Work to be completed >>
Search the records for "trace". Copy every line where it appears.

[Data items]
■ ■ ■ ■ ■ ■ ■
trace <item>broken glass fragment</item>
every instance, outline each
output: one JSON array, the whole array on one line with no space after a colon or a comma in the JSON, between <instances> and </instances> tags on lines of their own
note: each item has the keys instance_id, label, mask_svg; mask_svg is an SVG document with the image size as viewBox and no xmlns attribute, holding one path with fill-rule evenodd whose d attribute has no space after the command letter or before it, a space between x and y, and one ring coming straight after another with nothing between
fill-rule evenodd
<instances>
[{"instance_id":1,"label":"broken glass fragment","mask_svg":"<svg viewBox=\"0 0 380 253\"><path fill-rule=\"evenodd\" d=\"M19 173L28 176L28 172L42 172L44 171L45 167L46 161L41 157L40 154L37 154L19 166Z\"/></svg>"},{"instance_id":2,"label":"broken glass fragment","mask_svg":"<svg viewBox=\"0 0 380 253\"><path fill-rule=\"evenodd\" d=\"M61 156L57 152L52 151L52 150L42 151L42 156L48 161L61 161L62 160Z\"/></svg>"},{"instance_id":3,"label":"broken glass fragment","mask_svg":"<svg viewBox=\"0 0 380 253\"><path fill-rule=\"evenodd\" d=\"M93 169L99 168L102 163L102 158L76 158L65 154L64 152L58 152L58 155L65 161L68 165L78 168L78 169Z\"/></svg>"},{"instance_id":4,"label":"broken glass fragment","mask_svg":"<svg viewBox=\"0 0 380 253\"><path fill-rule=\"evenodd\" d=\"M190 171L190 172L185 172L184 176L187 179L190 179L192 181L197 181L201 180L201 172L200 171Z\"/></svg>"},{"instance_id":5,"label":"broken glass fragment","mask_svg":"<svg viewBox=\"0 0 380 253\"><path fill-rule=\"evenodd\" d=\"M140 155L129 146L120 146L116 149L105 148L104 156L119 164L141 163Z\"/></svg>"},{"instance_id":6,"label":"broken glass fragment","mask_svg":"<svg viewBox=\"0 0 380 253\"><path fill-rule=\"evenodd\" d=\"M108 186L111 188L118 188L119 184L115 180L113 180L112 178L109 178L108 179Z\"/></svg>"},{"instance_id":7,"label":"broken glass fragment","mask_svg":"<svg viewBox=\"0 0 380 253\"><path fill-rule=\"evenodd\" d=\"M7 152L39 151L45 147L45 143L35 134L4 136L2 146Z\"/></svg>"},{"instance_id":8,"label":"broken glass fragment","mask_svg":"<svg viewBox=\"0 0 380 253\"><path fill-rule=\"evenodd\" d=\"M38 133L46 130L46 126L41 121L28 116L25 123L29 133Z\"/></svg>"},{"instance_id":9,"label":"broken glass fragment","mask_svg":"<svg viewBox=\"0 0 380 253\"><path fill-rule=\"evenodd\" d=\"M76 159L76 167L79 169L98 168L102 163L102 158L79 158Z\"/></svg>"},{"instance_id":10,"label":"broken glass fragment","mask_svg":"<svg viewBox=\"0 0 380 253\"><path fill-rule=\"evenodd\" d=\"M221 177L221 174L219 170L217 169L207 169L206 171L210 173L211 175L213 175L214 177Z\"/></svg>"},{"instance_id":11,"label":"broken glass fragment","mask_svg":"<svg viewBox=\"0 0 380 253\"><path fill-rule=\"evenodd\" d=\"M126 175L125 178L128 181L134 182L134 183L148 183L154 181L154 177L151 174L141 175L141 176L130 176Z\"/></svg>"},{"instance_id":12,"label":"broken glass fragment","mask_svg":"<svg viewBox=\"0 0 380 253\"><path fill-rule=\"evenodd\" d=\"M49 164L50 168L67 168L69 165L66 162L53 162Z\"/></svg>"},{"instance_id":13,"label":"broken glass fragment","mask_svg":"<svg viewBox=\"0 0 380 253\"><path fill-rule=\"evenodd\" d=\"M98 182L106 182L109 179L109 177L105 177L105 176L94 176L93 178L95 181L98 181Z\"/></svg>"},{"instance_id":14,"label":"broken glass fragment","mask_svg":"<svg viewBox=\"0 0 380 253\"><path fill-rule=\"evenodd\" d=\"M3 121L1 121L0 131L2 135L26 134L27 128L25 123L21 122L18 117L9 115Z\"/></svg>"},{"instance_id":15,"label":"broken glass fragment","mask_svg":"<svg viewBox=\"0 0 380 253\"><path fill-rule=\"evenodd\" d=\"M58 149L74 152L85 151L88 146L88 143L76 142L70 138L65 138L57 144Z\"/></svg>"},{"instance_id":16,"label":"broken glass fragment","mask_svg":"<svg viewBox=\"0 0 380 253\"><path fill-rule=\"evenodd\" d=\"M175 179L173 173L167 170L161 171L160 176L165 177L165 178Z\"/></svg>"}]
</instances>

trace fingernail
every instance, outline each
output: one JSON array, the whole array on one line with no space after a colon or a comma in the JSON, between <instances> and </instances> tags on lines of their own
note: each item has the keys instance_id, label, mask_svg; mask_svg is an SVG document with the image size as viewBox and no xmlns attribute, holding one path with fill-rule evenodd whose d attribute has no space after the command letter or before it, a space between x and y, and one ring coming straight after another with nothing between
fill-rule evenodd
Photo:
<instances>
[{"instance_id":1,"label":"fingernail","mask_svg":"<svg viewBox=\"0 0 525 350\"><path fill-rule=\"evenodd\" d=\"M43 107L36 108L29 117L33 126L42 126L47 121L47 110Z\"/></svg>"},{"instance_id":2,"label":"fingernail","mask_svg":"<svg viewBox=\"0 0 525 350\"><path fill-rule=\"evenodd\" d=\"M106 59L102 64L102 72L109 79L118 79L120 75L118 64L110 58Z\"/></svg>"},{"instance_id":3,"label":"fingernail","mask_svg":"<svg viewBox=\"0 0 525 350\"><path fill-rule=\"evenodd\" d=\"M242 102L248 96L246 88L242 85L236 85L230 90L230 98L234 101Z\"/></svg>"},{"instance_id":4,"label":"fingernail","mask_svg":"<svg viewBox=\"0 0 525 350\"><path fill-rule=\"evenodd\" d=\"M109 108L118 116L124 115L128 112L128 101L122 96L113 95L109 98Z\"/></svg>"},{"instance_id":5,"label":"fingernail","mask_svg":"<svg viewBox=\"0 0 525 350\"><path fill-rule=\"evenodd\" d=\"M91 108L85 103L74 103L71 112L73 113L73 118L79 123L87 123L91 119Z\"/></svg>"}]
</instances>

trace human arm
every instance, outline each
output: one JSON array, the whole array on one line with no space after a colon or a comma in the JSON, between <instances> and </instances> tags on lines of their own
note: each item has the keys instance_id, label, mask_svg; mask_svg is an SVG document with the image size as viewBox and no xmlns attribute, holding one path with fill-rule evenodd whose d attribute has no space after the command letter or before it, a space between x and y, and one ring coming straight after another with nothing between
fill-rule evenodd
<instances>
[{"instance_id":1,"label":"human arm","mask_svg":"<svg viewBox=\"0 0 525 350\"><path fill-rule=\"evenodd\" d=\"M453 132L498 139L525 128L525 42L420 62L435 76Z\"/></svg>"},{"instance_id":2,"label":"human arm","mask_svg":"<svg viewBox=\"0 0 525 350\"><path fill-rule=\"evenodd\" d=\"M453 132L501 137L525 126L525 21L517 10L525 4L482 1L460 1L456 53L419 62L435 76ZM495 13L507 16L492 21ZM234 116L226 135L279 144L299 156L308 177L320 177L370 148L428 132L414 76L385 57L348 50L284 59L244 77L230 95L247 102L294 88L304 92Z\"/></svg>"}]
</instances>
■ ■ ■ ■ ■ ■ ■
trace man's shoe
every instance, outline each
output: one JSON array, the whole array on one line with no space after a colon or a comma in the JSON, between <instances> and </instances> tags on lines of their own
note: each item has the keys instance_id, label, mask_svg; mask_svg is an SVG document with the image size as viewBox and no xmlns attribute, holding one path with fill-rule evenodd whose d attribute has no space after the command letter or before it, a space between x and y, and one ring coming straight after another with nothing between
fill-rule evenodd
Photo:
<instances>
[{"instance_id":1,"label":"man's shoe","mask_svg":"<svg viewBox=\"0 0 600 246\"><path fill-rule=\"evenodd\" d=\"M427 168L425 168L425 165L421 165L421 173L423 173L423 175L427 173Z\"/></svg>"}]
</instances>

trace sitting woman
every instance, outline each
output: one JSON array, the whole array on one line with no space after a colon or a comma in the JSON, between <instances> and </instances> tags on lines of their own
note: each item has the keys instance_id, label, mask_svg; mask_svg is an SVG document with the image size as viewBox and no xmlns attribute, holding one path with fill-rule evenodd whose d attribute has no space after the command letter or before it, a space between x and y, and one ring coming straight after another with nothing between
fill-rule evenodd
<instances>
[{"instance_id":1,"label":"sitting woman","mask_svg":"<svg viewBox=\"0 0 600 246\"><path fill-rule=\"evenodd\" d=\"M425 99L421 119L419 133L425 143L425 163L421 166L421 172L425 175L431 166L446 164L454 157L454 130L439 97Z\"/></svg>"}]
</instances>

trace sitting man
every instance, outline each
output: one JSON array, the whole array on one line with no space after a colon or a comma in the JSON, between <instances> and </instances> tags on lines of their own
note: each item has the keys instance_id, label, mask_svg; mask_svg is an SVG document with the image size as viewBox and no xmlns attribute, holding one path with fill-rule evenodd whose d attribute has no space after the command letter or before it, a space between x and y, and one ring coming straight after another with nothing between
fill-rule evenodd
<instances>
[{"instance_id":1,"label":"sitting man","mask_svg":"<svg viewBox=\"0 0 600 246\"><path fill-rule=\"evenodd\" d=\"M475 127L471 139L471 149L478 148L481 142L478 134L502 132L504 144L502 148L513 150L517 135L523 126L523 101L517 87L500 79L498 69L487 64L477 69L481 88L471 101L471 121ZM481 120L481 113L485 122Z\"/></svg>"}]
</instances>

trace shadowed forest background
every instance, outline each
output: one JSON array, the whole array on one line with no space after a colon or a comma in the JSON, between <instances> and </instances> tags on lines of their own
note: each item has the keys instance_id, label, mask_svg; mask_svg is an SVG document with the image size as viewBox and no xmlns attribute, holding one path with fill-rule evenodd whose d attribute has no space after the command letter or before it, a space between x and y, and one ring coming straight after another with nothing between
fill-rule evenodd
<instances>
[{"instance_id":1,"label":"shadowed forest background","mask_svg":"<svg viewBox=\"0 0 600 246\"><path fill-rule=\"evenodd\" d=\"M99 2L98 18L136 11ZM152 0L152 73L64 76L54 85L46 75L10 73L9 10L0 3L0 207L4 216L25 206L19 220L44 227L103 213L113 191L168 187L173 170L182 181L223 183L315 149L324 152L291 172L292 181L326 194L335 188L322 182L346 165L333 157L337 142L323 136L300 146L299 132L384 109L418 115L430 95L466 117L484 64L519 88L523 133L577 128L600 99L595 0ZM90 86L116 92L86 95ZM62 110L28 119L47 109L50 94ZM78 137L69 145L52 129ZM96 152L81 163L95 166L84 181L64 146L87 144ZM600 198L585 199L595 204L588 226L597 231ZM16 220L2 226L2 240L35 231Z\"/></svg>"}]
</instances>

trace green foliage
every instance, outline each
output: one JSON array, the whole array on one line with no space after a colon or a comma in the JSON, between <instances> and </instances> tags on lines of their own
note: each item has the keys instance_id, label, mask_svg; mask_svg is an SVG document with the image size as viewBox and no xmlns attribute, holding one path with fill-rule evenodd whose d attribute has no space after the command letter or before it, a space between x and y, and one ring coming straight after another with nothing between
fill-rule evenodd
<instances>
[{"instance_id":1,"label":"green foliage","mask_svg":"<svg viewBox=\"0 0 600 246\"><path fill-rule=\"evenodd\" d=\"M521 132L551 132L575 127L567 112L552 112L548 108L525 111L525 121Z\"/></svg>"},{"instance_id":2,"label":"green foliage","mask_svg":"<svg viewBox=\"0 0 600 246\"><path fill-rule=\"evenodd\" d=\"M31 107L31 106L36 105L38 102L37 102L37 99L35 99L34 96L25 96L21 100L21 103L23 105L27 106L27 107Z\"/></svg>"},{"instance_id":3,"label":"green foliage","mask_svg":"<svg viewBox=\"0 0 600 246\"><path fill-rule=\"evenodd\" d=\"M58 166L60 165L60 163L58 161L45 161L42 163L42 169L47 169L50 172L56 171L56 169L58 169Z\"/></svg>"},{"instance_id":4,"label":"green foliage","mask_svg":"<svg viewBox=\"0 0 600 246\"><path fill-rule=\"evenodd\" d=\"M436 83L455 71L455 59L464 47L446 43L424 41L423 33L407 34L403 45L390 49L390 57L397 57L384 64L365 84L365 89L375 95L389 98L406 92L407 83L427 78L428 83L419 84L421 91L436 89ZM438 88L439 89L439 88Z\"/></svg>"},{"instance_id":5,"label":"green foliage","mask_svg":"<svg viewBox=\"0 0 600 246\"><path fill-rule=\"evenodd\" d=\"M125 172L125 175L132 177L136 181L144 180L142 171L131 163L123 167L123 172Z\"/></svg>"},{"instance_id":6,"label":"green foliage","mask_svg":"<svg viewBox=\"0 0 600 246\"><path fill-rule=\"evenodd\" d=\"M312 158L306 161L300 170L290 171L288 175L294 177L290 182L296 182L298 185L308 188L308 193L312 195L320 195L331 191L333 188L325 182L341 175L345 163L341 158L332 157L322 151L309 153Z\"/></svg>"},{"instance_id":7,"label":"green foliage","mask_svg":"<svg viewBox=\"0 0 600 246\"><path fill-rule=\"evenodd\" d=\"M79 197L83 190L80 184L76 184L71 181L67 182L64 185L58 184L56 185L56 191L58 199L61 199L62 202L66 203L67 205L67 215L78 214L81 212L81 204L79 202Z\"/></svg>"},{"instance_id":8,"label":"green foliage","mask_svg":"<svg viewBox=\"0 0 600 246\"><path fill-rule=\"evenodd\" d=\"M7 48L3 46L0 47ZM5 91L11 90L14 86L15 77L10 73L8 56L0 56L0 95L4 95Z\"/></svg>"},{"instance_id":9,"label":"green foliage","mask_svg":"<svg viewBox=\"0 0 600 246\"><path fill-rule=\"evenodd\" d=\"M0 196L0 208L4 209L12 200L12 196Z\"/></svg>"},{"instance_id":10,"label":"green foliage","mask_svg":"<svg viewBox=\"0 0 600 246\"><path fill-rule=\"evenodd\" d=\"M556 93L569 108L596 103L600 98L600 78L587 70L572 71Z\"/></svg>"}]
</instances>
■ ■ ■ ■ ■ ■ ■
Final answer >>
trace <item>broken glass fragment</item>
trace fingernail
trace human arm
trace man's shoe
trace sitting woman
trace sitting man
trace shadowed forest background
trace green foliage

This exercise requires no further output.